▶ _Aim A_: Please pull out each line of the entries below that contains the string "fill".

▶ _Passage to read_:
Proprioception and Internal State Estimation: Joint Encoders, Torque Sensing, and Body Schema for Humanoid Robots
DOI: 10.5281/zenodo.19057213[1] · View on Zenodo (CERN)
| Badge | Metric | Value | Status | Description |
|---|---|---|---|---|
| [s] | Reviewed Sources | 45% | ○ | ≥80% from editorially reviewed sources |
| [t] | Trusted | 90% | ✓ | ≥80% from verified, high-quality sources |
| [a] | DOI | 55% | ○ | ≥80% have a Digital Object Identifier |
| [b] | CrossRef | 25% | ○ | ≥80% indexed in CrossRef |
| [i] | Indexed | 85% | ✓ | ≥80% have metadata indexed |
| [l] | Academic | 60% | ○ | ≥80% from journals/conferences/preprints |
| [f] | Free Access | 65% | ○ | ≥80% are freely accessible |
| [r] | References | 20 refs | ✓ | Minimum 10 references required |
| [w] | Words [REQ] | 2,972 | ✓ | Minimum 2,000 words for a full research article. Current: 2,972 |
| [d] | DOI [REQ] | ✓ | ✓ | Zenodo DOI registered for persistent citation. DOI: 10.5281/zenodo.19057213 |
| [o] | ORCID [REQ] | ✓ | ✓ | Author ORCID verified for academic identity |
| [p] | Peer Reviewed [REQ] | — | ✗ | Peer reviewed by an assigned reviewer |
| [h] | Freshness [REQ] | 50% | ✗ | ≥80% of references from 2025–2026. Current: 50% |
| [c] | Data Charts | 0 | ○ | Original data charts from reproducible analysis (min 2). Current: 0 |
| [g] | Code | — | ○ | Source code available on GitHub |
| [m] | Diagrams | 3 | ✓ | Mermaid architecture/flow diagrams. Current: 3 |
| [x] | Cited by | 0 | ○ | Referenced by 0 other hub article(s) |
Abstract #
A humanoid robot that cannot sense its own body is a humanoid robot that falls down. Proprioception — the internal sensing of joint positions, velocities, torques, and overall body configuration — is the foundation upon which every higher-level capability depends. Without accurate proprioceptive state estimation, locomotion controllers cannot maintain balance, manipulation pipelines cannot close force loops, and safety systems cannot detect collisions. This article examines the engineering of proprioceptive systems for humanoid robots: the sensor hardware (joint encoders, torque sensors, inertial measurement units), the estimation algorithms (extended Kalman filters, factor graphs, learned estimators), and the emerging concept of robotic body schema — a continuously updated internal model of the robot’s own geometry and dynamics. We ground the discussion in recent advances from 2025–2026 research and connect each subsystem to the open-source design philosophy of the Open Humanoid project.

▶ _Aim B_: According to the abstract of the proprioception article above, which sensor hardware does the article examine?

▶ _Raw data_:
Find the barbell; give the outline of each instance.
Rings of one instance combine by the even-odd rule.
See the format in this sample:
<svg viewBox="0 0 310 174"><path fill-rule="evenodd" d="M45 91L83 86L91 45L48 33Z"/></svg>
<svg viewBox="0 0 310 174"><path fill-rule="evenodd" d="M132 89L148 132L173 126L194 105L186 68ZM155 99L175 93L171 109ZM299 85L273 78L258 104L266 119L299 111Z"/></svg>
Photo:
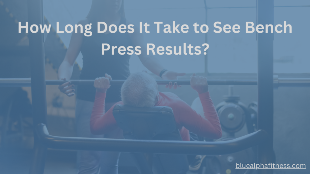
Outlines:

▶ _Complete output A_:
<svg viewBox="0 0 310 174"><path fill-rule="evenodd" d="M45 91L83 86L91 45L48 33Z"/></svg>
<svg viewBox="0 0 310 174"><path fill-rule="evenodd" d="M132 89L148 132L173 126L194 105L186 68ZM155 99L175 93L171 109ZM299 85L273 78L258 104L266 119L299 111Z"/></svg>

▶ _Complete output B_: Joint encoders, torque sensors, and inertial measurement units.